Write out the records once more, exactly as given.

☆ ☆ ☆

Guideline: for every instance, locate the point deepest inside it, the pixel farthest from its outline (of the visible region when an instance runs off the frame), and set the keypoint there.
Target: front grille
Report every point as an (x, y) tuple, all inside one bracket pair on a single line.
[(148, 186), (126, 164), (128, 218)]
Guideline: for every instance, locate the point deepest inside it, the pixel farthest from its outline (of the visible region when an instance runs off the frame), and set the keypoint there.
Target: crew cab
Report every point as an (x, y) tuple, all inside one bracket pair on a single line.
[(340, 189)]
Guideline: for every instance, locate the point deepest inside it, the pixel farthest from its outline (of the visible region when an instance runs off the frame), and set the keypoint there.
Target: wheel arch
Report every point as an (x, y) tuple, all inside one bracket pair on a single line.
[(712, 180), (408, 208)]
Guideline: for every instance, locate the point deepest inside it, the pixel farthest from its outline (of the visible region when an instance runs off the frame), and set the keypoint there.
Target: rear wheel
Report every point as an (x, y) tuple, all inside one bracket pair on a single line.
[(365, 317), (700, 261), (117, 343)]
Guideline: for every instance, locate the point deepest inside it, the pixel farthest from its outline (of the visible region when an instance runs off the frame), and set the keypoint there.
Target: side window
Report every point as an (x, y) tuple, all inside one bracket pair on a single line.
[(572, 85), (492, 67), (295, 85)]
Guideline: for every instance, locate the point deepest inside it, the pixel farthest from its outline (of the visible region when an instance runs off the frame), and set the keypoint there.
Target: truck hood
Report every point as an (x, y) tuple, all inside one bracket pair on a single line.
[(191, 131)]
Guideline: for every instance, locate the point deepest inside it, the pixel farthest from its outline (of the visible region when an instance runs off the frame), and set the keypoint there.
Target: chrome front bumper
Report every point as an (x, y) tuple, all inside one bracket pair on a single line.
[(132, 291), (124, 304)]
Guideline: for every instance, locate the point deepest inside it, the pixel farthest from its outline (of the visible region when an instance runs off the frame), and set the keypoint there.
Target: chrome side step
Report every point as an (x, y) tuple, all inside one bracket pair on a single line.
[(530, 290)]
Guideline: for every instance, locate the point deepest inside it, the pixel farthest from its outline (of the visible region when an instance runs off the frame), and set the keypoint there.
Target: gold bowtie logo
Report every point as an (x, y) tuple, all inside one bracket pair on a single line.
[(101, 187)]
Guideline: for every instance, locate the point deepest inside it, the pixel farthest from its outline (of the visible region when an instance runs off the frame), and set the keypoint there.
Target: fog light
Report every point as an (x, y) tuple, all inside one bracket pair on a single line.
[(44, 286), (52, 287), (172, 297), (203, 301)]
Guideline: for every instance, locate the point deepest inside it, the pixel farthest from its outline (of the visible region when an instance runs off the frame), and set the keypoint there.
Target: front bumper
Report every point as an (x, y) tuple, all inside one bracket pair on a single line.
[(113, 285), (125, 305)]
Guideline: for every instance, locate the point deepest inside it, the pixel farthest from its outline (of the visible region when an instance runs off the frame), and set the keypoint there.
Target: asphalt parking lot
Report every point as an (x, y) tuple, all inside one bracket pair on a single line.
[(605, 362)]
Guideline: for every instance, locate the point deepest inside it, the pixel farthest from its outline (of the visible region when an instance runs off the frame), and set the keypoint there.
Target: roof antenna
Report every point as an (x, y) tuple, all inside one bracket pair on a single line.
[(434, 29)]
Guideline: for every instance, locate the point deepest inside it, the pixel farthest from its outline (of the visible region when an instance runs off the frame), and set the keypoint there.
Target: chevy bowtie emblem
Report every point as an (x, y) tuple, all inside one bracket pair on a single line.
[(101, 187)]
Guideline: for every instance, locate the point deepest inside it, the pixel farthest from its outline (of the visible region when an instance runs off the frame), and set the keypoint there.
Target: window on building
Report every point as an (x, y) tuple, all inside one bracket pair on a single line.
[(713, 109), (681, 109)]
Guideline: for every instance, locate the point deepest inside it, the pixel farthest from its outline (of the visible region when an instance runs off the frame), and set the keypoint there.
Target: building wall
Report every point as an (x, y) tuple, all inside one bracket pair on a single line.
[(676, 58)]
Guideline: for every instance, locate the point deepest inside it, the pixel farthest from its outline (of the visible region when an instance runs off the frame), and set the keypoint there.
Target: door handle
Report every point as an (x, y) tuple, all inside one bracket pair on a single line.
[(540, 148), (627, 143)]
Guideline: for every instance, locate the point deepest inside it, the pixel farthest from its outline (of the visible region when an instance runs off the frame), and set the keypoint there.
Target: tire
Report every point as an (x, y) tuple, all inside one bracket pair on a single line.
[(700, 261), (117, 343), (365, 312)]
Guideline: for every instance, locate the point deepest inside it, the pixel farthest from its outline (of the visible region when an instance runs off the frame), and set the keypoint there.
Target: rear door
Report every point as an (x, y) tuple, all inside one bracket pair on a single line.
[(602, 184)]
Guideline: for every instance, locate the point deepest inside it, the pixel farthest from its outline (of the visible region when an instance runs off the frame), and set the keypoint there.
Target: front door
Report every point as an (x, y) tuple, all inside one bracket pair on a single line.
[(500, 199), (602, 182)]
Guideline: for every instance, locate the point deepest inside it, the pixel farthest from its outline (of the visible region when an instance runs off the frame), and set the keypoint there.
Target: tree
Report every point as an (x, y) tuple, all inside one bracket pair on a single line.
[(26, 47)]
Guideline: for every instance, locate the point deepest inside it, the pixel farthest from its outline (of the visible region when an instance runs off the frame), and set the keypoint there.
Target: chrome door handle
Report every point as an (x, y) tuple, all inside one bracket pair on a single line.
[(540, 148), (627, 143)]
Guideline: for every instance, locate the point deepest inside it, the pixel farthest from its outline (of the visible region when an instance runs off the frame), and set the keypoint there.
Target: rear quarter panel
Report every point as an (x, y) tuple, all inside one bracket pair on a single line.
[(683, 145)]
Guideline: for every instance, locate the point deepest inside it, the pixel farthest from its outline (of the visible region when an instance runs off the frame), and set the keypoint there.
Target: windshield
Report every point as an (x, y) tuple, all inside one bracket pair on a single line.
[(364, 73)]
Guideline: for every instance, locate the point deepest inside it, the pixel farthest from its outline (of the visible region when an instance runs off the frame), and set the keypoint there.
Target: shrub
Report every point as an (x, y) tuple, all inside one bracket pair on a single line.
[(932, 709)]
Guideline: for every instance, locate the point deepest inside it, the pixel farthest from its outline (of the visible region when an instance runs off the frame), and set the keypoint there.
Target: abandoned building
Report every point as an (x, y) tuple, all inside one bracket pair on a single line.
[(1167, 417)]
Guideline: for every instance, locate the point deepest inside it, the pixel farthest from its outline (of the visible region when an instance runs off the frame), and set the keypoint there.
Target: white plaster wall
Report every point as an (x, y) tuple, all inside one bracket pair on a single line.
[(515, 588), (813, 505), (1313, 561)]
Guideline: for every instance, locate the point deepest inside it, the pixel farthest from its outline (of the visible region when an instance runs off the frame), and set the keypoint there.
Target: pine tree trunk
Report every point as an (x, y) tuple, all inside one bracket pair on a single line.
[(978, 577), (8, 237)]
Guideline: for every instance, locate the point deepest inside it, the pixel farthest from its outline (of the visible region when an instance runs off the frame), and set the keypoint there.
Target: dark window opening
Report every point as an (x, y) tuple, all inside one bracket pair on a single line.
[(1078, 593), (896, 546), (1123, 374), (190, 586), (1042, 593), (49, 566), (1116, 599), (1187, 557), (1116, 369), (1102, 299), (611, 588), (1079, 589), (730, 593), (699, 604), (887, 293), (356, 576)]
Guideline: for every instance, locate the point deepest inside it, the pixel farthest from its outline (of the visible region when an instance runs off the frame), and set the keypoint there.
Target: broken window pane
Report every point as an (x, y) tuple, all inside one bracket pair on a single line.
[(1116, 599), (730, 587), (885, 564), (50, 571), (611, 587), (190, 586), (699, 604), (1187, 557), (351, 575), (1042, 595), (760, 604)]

☆ ☆ ☆

RESULT BELOW »
Guideline: for every instance, locate the point deepest inside it, the pixel farthest from its outline (of the visible region when an instance runs off the frame), and set the keypoint there.
Target: front grille
Report every point as an (x, y) tuple, all inside one bracket pair on a single line.
[(148, 186), (126, 164), (128, 218)]
Guideline: for every instance, locate the point deepest inside it, the pixel farthest from its outline (of the visible region when an instance runs off the frame), and set the keypoint there.
Target: crew cab
Report every point as an (x, y) tuple, all inside one bracket pair on a single line.
[(340, 189)]
Guideline: for every instance, locate the point deepest inside it, the pixel farthest from its outline (of the visible region when an instance runs off the frame), and set the keypoint there.
Target: wheel arch
Report every point as an (x, y) tuple, all inside one bracket pair on a single line.
[(712, 180), (408, 208)]
Guideline: for every instance, locate the point deepest inside it, the pixel farthest from its outline (of the visible region when an instance runs off the frame), and set the keypoint there.
Target: rear wheel
Report every point as an (x, y) tuple, all inside one bracket pair on a single line.
[(365, 317), (700, 261), (117, 343)]
Guideline: for every instance, locate the point deepest inside it, the pixel farthest from its outline (of the visible region when an instance runs off the frame), and set the keypoint there.
Target: side window
Report every point as an (x, y) tuple, all inside one bracket pair on a single line.
[(572, 85), (492, 67), (295, 85)]
Guideline: for every instance, locate the point deepest inside it, the pixel farthest from its outline (of the visible region when an instance runs off the frame), and set the keypoint there.
Target: truck hood
Report every point as an (x, y) tuple, all inside one bracket pair on a single line.
[(191, 131)]
Guideline: for every instance, locate the point deepest inside it, the pixel farthest from its outline (of the visible region when an instance runs off the frame), and set the keypoint there.
Target: chrome front bumper
Report every point as an (x, y) tuple, all inside one bracket pair on a single line.
[(132, 291), (124, 304)]
Guideline: for every instance, locate the point deepest inside it, the pixel farthest from its outline (of the visible region when an instance runs off the frame), and set the keypoint there.
Target: chrome side step
Report every point as an (x, y) tuple, all inside one bracket pair on a single line.
[(530, 290)]
Guideline: for every instance, locate the point deepest inside it, the pixel farthest from its outline (of the visible region when an instance runs off the frame), and set the keypoint there.
Target: gold bowtie logo
Report every point as an (x, y) tuple, all inside one bracket pair on a single line.
[(101, 187)]
Guideline: for every instance, locate the point deepest inside it, the pixel farthest from its outline (of the visible region when an instance runs off the frame), and set the keypoint there.
Target: fog light
Report every point as an (x, y) tuple, all inside one bracket pair on a single line.
[(44, 286), (52, 287), (172, 297), (203, 301)]
Guideline: for every instance, locate the point deepest inside it, the pixel farthest from its outline (of the visible region when an instance runs off the frame), and set the keypoint there.
Target: front bumper
Report every point as an (x, y) tuple, all inside one bracket pair on a single line.
[(113, 285), (125, 305)]
Guideline: for every instance, locate the point deepest inside it, the pixel farthest from its outline (of the visible region when an instance runs off the frame), and set the keypoint there.
Target: asphalt parking lot
Report every point as an (x, y) tuple, all inside one bracket pair on a single line.
[(605, 362)]
Guideline: for every instance, locate the point deepest inside it, the pixel farthest from its outline (of the visible region when an instance runs off the frame), and set the keypoint there.
Target: roof antenna
Report every point as an (x, y) tuple, all inside one bracket pair on a single line.
[(434, 29)]
Guideline: for every instance, locate the point deepest inside it, the pixel farthest from its outline (of the visible region when an instance runs off the frame), and set the keypoint there.
Target: chevy bowtie emblem
Report every point as an (x, y) tuple, all inside one bracket pair on a single line.
[(101, 187)]
Guideline: for every instance, locate the point deepest inside it, the pixel farthest from its outline (of the visible region when an instance runs off the frame), and set the keypoint there.
Target: window on building
Report every point as an (x, y) tuple, all inside one bracket pair on a single line.
[(713, 109), (681, 109)]
Guideline: for every instance, locate the point deepest inside it, the pixel farthest from its outline (of the visible region when an instance runs off the frame), and set the keypoint there.
Target: building wall
Report every point as an (x, y) tuple, all inside one bracket pair on a single line.
[(676, 58)]
Guideline: for every instance, locate the point deepest inside it, the pixel farthest from its outline (of the visible region when an instance runs off the frame), and set the keypoint there.
Target: door handle
Report every point as an (x, y) tuple, all inside one bracket pair on a single line.
[(540, 148), (627, 143)]
Guideline: for every instance, locate the point deepest inside it, the pixel farthest from its outline (of the visible region when an instance runs off the frame), and set the keypoint there.
Target: tire
Report every point as an (x, y) tuple, all inside one bracket pair on a single line.
[(700, 261), (117, 343), (365, 312)]
Guideline: for every instance, locate the point deepest inside it, the pixel farthest from its outline (of the visible region when an instance runs off the frame), and set the keypoint there.
Target: rear door
Report every point as an (x, y) tuple, all inside one bracket pair on a single line.
[(602, 184)]
Guideline: for every instance, locate the point deepest inside it, the pixel farthest from its outline (of the visible region when an instance runs off the frame), and set the keypoint there.
Target: front door
Report every point as an (x, y) tuple, all inside one bracket pair on a single line.
[(500, 199), (602, 182)]
Guideline: for every instance, locate the point deepest inside it, the pixel farthest from its outline (of the visible region when an instance runs off the frame), and set the keypoint there.
Target: tree
Report every point as an (x, y) tuple, all inside one bracket pair on a single line.
[(26, 47)]
Guideline: for every instance, locate the point deepest inside it, the pixel farthest from its outline (of the visible region when an instance runs off the frame), and set the keypoint there.
Target: chrome door handle
Report every point as an (x, y) tuple, all inside one bracket pair on a single line.
[(540, 148), (627, 143)]
Guideline: for every instance, locate the point deepest inside it, the pixel farthest from its outline (of the visible region when an instance runs off the frame), and set the keypoint there.
Target: rear quarter panel
Report every point as an (x, y) tuple, all inside one bracket pair on a single line.
[(683, 145)]
Guideline: for every instance, locate the point deepest inside it, the pixel farthest from its outline (of the visible region when an instance runs off the frame), and set the keypoint there.
Target: windshield
Report every point as an (x, y) tuple, all inside one bracket pair on a single line.
[(364, 73)]
Guideline: for every instance, locate the point deepest inside it, the pixel farthest from its outline (of the visible region when an instance runs off the frame), and set the keypoint there.
Target: shrub
Report every point as an (x, y) tuple, all inside one bracket pair on a single line.
[(932, 709)]
Guideline: for every instance, locate the point deepest inside it, the pixel farthest from its outline (of the visible region when an instance runs off the frame), and set the keypoint there.
Target: abandoned building
Report every point as an (x, y) tuple, all inside one bracket pair on a single line.
[(1167, 417)]
Guideline: for every instance, locate the point deepest inside it, the pixel farthest from its outline (of the visible region when an instance runs off the frame), and set the keypoint there.
Target: white plaster wall
Report every point as an (x, y) tuple, all inside one bracket pair on a single line.
[(515, 588), (813, 505), (1313, 561)]
Guideline: for every instance, locate the point deepest inside it, the pixel farthest from its outline (of the visible region when an instance runs off the frame), and set the keypoint there.
Target: pine tree trunk
Report every point as an (x, y) tuple, all inside one bracket pair on a single line.
[(978, 577), (8, 237)]
Guideline: for every instance, locate the point deepest inside it, the pixel farthest from its outline (of the visible region when an instance runs off the frame), and set the keypoint there.
Target: dark window opening
Report every point as an (x, y) tuple, all inside one bracket pair on a single line.
[(1078, 593), (896, 546), (1123, 374), (190, 586), (1042, 593), (49, 566), (1116, 599), (1187, 557), (1116, 369), (1102, 299), (611, 588), (1079, 589), (730, 593), (699, 604), (887, 293), (356, 576)]
Guideline: for every instance, locate the point deepest inside it, the pixel farthest from its outline (of the visible region when an instance runs off the frame), and set the keypoint there.
Target: broken window pane
Report every point as an (x, y) tuple, all inside one bracket pair on a single line.
[(1116, 599), (730, 587), (885, 564), (50, 571), (611, 587), (190, 586), (699, 604), (1187, 557), (351, 575), (1042, 595), (760, 604)]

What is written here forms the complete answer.